> _Texte du document_:
══════════
Ainsi, si les ressources culturelles scientifiques sont inégalement réparties ou transmises au sein des différentes familles et « qu’avoir des loisirs scientifiques est une chance que tout le monde n’a pas » (op. cit., p. 254), cela ne représente qu’une partie de l’équation vis-à-vis des inégalités qui se forment dans le rapport aux sciences et aux mathématiques. Dans le fondement de ces diverses relations, on ne saurait en effet sous-estimer le poids qu’exercent les représentations socialement ancrées en lien avec ces disciplines et savoirs, certaines catégories de personnes venant ainsi à se trouver littéralement « exclues » des filières, études ou carrières qui y sont associées.

Représentations sociales et exclusion : des mathématiques et des sciences « faites » pour les uns… mais pas pour les autres

Rapport aux disciplines scientifiques et choix de parcours : une nette différenciation genrée Lorsque l’on en vient à s’intéresser à un sujet comme celui des mathématiques, la question du genre apparaît rapidement centrale. Si les filles ont depuis longtemps rattrapé les garçons aux quatre étages de l’édifice scolaire (Baudelot & Establet, 1992), et qu’elles et ils obtiennent des résultats à peu près équivalents dans les différentes disciplines scientifiques, y compris en maths15, leur rapport à la discipline ne se révèle pas pour autant identique, loin s’en faut travers une enquête récente réalisée sur un échantillon de 8 548 lycéen·nes francilien·nes raisonnablement représentatif » de la population des élèves scolarisé·es en classe de seconde générale et technologique ou de terminale scientifique en région Île-de-France16, Thomas Breda et ses collègues permettent une nouvelle fois d’objectiver les écarts dans la relation à la discipline (Breda et al., 2018).
══════════
> _Lignes de données_:

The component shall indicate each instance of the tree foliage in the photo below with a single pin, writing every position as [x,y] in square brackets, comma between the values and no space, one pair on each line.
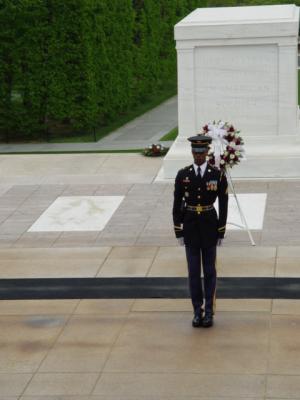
══════════
> _Énoncé 1_:
D'après le texte sur le rapport aux mathématiques, combien d'élèves compte l'échantillon de l'enquête menée par Thomas Breda et ses collègues ?
> _Énoncé 2_:
Indiquez si chaque affirmation concorde avec le texte sur le rapport aux mathématiques, en répondant par oui ou non et en citant les mots décisifs du texte : (a) les filles obtiennent en mathématiques des résultats nettement inférieurs à ceux des garçons ; (b) avoir des loisirs scientifiques est une chance dont tout le monde ne dispose pas ; (c) l'enquête de Breda et de ses collègues a été publiée en 2018.
> _Énoncé 3_:
Rédigez la suite du texte sur le rapport aux mathématiques, s'il vous plaît, en reprenant après sa dernière phrase.
Les données n'ont aucun rapport avec le texte sur le rapport aux mathématiques.

> _Réponse attendue 1_:
L'échantillon compte 8 548 lycéen·nes francilien·nes.

> _Réponse attendue 2_:
(a) Non : « elles et ils obtiennent des résultats à peu près équivalents dans les différentes disciplines scientifiques, y compris en maths ».
(b) Oui : « qu’avoir des loisirs scientifiques est une chance que tout le monde n’a pas ».
(c) Oui : « (Breda et al., 2018) ».

> _Réponse attendue 3_:
En classe de seconde, sur une échelle allant de 0 à 10, les garçons attribuent alors un score de 6,6 à leur goût pour les mathématiques, contre une moyenne de 5,6 chez les filles. Par ailleurs, les garçons de seconde sont prêts de 80 % à déclarer aimer les sciences, contre environ 67 % des filles. Vis-à-vis de la perception de leur propre niveau en mathématiques, les filles affichent également une confiance en elles moins élevée que leurs homologues masculins, 37 % d’entre elles se considérant de « bon niveau », contre 48 % du côté des garçons. Pourtant, les auteur·es montrent que les résultats obtenus par les participant·es à l’enquête au diplôme national du brevet de mathématiques sont en réalité équivalents entre les deux sexes.

Par ailleurs, une différence de confiance entre filles et garçons face à leurs capacités en mathématiques à niveaux de compétence comparables a déjà pu être relevée, notamment par Marie Duru-Bellat (2016). D’autres études relativement récentes ont encore pu montrer les différences de concept de soi et d’aspirations en lien avec les sciences (DeWitt et al. 2011), avec ainsi une tendance à sous-estimer ses propres capacités dans le domaine ou à moins vouloir exercer une profession scientifique chez les filles vis-à-vis des garçons, même à niveau égal (Breda et al., 2018 ; OCDE, 2016). On le retrouve alors effectivement dans la propension inégalée qu’ont les filles et les garçons à s’orienter vers les voies et métiers scientifiques, phénomène objectivé et débattu de longue date.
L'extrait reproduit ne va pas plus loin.